● Data records:

+ + + +

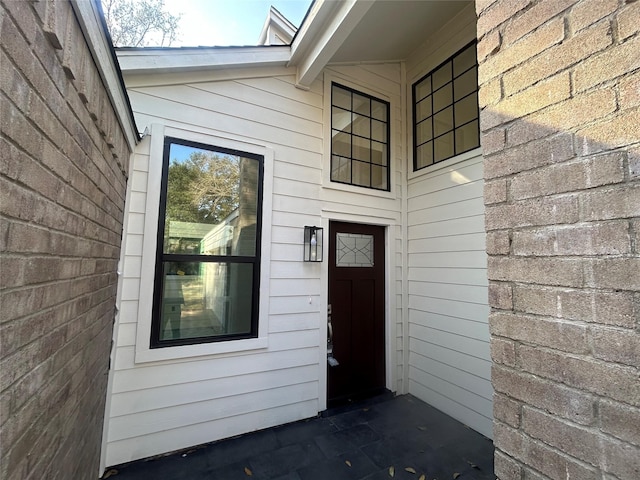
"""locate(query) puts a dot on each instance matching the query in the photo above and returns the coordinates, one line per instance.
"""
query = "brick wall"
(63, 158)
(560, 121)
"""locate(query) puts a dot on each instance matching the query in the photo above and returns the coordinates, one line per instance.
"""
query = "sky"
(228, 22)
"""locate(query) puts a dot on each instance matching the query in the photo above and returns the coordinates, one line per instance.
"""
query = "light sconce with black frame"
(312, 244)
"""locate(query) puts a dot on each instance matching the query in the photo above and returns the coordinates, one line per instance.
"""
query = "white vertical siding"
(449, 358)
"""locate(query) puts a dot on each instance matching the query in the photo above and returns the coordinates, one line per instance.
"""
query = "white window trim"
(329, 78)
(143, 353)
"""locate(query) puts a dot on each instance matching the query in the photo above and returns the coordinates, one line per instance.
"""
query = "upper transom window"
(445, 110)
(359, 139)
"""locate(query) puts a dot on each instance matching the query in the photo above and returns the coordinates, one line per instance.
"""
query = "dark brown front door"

+ + + +

● Request: Copy all of the material above word for word, but leave out the pictures.

● In response:
"""locate(query) puts a dot on each instance matching the query in the photo above and returns the coordinates, one line per instance.
"""
query = "brick wall"
(63, 158)
(560, 121)
"""locate(query) puts a dot on each instance matching the query in the photo above and returns the coordinates, one line per instance.
"""
query = "sky"
(228, 22)
"""locate(query) puts a dot on each instance matching the query in the photo above and returns the coordinates, one line per instance.
"""
query = "light sconce with black frame"
(312, 244)
"""locate(query) puts a dot on each instance matching the query in the photo above and returns the coordinates, one line per instance.
"""
query = "white vertical siding"
(449, 358)
"""locate(query) puts a dot on each instance matching the query in the photo above and returns the coordinates, one line per instance.
"""
query = "white window trim"
(329, 78)
(143, 353)
"""locate(query) puts a dot on each instance matching the query in the photo above and returns the coordinates, one line per instance.
"""
query = "upper transom window"
(445, 110)
(359, 139)
"""locate(query) puts a dot on each instance matching the query in the photo above and returns the coordinates, one line per instance.
"""
query = "dark brown front door"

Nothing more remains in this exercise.